Exercise goal
Which lines in the items below contain the word "road"? Report each of them in full.

________

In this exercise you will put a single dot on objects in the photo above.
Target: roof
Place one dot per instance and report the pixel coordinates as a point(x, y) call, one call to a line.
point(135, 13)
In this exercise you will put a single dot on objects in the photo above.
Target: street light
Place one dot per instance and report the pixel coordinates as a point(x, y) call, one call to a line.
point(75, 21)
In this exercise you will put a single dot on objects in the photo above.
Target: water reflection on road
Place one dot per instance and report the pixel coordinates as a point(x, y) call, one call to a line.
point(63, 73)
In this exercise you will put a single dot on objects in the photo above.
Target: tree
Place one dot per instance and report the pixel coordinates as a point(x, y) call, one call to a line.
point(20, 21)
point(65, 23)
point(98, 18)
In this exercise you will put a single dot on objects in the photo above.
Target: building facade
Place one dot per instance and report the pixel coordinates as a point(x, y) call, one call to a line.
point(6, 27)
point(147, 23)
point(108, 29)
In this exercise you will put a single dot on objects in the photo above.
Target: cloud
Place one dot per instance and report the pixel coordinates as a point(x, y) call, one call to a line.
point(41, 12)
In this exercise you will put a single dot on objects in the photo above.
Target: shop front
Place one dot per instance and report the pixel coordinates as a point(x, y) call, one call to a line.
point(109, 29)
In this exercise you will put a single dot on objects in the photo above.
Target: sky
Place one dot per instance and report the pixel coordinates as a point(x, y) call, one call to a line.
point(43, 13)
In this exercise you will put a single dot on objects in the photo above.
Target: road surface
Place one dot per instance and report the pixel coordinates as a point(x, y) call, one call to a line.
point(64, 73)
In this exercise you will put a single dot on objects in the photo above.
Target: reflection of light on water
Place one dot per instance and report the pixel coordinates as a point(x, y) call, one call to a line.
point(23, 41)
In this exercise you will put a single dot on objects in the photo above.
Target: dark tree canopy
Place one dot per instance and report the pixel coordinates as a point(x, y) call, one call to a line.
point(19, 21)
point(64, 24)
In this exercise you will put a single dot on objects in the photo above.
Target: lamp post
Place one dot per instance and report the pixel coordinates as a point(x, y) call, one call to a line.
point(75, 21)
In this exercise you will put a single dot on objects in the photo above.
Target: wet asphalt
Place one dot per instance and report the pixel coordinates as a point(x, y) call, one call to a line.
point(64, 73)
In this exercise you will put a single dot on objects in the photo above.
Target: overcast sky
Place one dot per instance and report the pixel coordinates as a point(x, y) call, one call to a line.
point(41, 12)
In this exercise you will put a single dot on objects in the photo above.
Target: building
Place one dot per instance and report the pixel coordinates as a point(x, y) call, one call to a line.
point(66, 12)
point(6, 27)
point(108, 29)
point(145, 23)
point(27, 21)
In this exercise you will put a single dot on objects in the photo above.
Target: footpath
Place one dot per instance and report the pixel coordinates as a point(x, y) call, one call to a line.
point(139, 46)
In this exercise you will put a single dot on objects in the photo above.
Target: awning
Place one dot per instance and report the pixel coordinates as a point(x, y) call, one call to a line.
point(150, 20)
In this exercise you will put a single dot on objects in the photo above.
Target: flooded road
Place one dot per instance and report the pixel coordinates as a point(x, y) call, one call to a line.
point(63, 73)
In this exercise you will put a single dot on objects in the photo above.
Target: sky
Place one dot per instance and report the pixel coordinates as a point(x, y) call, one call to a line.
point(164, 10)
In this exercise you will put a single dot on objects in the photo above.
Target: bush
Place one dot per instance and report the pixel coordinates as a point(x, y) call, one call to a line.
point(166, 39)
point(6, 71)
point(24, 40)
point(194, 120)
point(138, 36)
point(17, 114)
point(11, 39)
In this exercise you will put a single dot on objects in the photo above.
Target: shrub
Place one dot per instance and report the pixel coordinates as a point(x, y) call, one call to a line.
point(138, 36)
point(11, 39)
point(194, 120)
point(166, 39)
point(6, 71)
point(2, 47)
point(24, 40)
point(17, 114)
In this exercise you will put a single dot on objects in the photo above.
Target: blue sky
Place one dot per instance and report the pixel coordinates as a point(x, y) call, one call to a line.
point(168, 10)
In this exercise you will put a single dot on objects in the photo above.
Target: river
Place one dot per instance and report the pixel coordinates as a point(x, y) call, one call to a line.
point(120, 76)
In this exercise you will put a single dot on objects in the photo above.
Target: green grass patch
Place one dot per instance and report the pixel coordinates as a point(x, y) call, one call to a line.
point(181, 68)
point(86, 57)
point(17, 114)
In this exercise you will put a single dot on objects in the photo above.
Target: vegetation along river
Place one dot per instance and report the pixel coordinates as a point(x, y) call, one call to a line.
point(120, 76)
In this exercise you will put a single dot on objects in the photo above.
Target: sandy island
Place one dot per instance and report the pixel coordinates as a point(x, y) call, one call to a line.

________

Exercise solution
Target: water reflection on road
Target: road surface
Target: flooded road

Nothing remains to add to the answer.